L’eucaristia ci rende partecipi del mistero e nello stesso momento crea l’unità tra coloro che celebrando partecipano allo stesso mistero. Così l’ecclesiologia eucaristica esprime l’appartenenza all’unico Corpo di Cristo. Un’appartenenza che ha il carattere comunitario e che definisce l’essenza della Chiesa. »Nella prospettiva dell’ecclesiologia eucaristica, la molteplicità e l’unità si corrispondono nel suo Corpo sacramentale-eucaristico: Il Corpo di Cristo è unico. Non esiste dunque che una Chiesa di Dio. L’identità di un’assemblea eucaristica con le altre dipende dal fatto che tutte, con la stessa fede, celebrano lo stesso memoriale; che tutte mangiando lo stesso corpo e partecipando allo stesso calice divengono il medesimo ed unico corpo del Cristo in cui esse sono state inserite con lo stesso battesimo. Se v’è molteplicità di celebrazioni, non v’è che un solo ed unico mistero celebrato cui si partecipa«8.
* * * *
COMPITI DA SVOLGERE -
- 1) Copia il testo sull'eucaristia dall'inizio alla fine, parola per parola.
- 2) Nei record, trasforma in una lista JSON di stringhe il tratto che va dalla riga con "</instance>" fino alla riga con "negative clicks: (496, 727)", entrambe comprese. Metti una stringa per ogni riga, salta le righe vuote e lascia fuori le immagini.
Il testo sull'eucaristia e i record sono materiali distinti e indipendenti.

Record elencati in un dataset -
* * * *
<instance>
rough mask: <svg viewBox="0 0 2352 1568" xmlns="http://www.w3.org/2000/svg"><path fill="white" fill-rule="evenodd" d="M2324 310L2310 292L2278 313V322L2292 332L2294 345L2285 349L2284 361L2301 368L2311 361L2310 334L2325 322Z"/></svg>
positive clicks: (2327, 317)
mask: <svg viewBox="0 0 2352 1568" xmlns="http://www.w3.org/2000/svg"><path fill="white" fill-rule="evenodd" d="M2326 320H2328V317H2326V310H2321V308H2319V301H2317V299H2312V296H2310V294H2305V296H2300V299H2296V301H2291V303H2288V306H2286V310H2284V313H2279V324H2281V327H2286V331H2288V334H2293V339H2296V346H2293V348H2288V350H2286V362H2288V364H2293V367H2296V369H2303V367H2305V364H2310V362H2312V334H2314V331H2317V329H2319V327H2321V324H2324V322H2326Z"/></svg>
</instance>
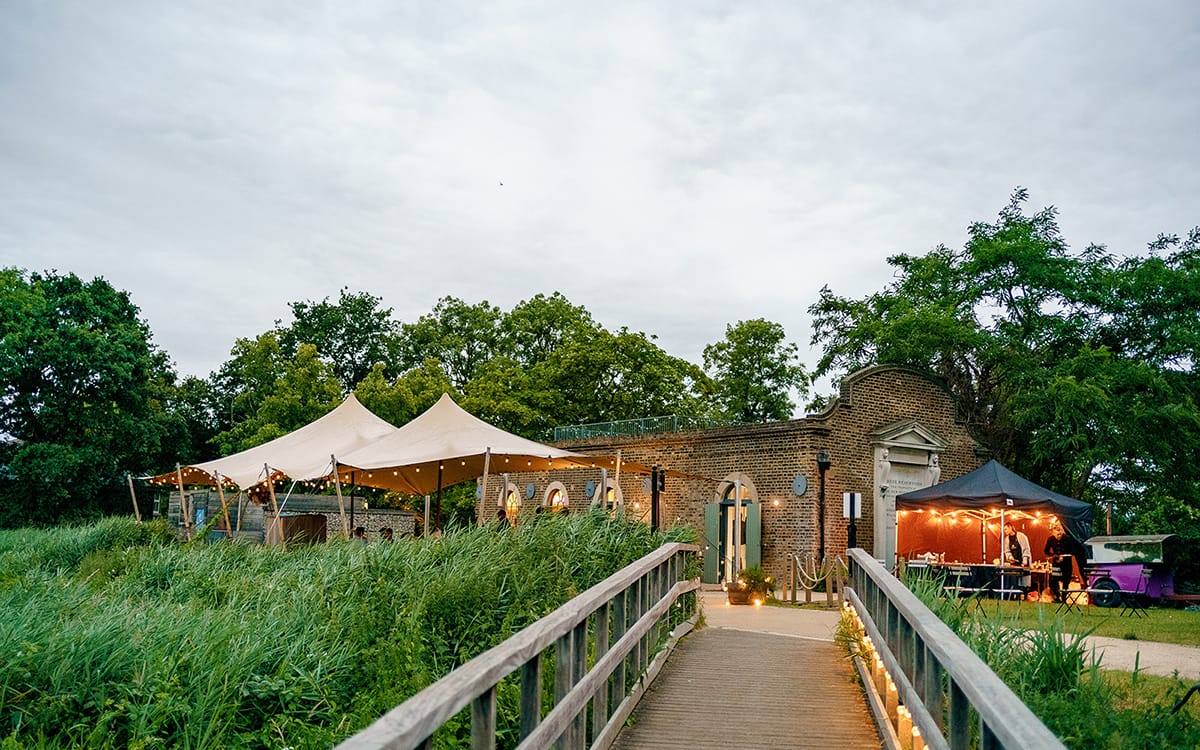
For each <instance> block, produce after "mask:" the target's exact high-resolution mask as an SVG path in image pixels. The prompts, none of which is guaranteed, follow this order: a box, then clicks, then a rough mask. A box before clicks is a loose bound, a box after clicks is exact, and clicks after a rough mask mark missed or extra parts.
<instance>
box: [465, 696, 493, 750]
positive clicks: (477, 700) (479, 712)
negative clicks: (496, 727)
mask: <svg viewBox="0 0 1200 750" xmlns="http://www.w3.org/2000/svg"><path fill="white" fill-rule="evenodd" d="M494 749H496V685H492V686H491V688H490V689H487V690H485V691H484V694H482V695H481V696H479V697H478V698H475V700H474V701H472V703H470V750H494Z"/></svg>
* * * *
RISPOSTE PER COMPITO -
- 1)
L’eucaristia ci rende partecipi del mistero e nello stesso momento crea l’unità tra coloro che celebrando partecipano allo stesso mistero. Così l’ecclesiologia eucaristica esprime l’appartenenza all’unico Corpo di Cristo. Un’appartenenza che ha il carattere comunitario e che definisce l’essenza della Chiesa. »Nella prospettiva dell’ecclesiologia eucaristica, la molteplicità e l’unità si corrispondono nel suo Corpo sacramentale-eucaristico: Il Corpo di Cristo è unico. Non esiste dunque che una Chiesa di Dio. L’identità di un’assemblea eucaristica con le altre dipende dal fatto che tutte, con la stessa fede, celebrano lo stesso memoriale; che tutte mangiando lo stesso corpo e partecipando allo stesso calice divengono il medesimo ed unico corpo del Cristo in cui esse sono state inserite con lo stesso battesimo. Se v’è molteplicità di celebrazioni, non v’è che un solo ed unico mistero celebrato cui si partecipa«8.

- 2)
[
  "</instance>",
  "For each <instance> block, produce after \"mask:\" the target's exact high-resolution mask as an SVG path in image pixels. The prompts, none of which is guaranteed, follow this order: a box, then clicks, then a rough mask. A box before clicks is a loose bound, a box after clicks is exact, and clicks after a rough mask mark missed or extra parts.",
  "<instance>",
  "box: [465, 696, 493, 750]",
  "positive clicks: (477, 700) (479, 712)",
  "negative clicks: (496, 727)"
]